— Begin RECORDS FOR THIS TASK —
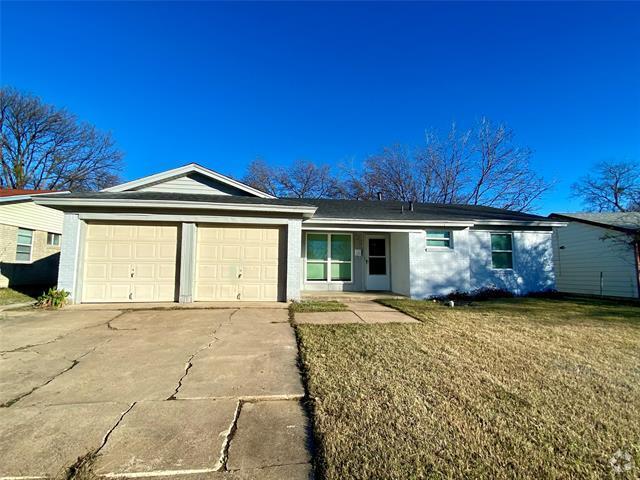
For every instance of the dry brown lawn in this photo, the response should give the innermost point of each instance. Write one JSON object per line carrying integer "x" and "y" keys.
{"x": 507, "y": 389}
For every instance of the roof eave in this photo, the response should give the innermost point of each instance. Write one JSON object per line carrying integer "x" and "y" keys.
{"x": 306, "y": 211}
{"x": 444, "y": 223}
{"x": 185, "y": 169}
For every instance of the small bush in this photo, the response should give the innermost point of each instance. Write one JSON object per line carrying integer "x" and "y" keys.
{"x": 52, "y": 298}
— End RECORDS FOR THIS TASK —
— Begin RECORDS FOR THIS TASK —
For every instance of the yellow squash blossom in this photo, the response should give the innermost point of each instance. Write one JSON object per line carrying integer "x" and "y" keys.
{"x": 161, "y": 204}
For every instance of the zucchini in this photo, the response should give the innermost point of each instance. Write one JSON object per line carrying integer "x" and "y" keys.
— End RECORDS FOR THIS TASK —
=== WHAT TO DO ===
Return every line of the records above that contains the string "each", treating uppercase and lowercase letters as distinct.

=== SOLVED PROBLEM ===
For every instance of the dry brown lawn in this photo, the response should give the innermost point of each instance. Write one JSON object per line carrying integer "x" and "y" keys.
For every instance of the roof eave in this photo, the response should give the innermost point of each instance. Write one JSON object per line carrying integer "x" and "y" keys.
For every instance of the small bush in this photo, the response should give the innermost point of each instance. Write one JSON object per line carrying integer "x" and "y" keys.
For every instance of the yellow squash blossom in this photo, the response should give the innermost point of each instance. Write one JSON object per line carrying integer "x" and "y" keys.
For every instance of the zucchini in this photo, the response should give the innermost point of each instance. Write one JSON object per line carrying integer "x" and "y" keys.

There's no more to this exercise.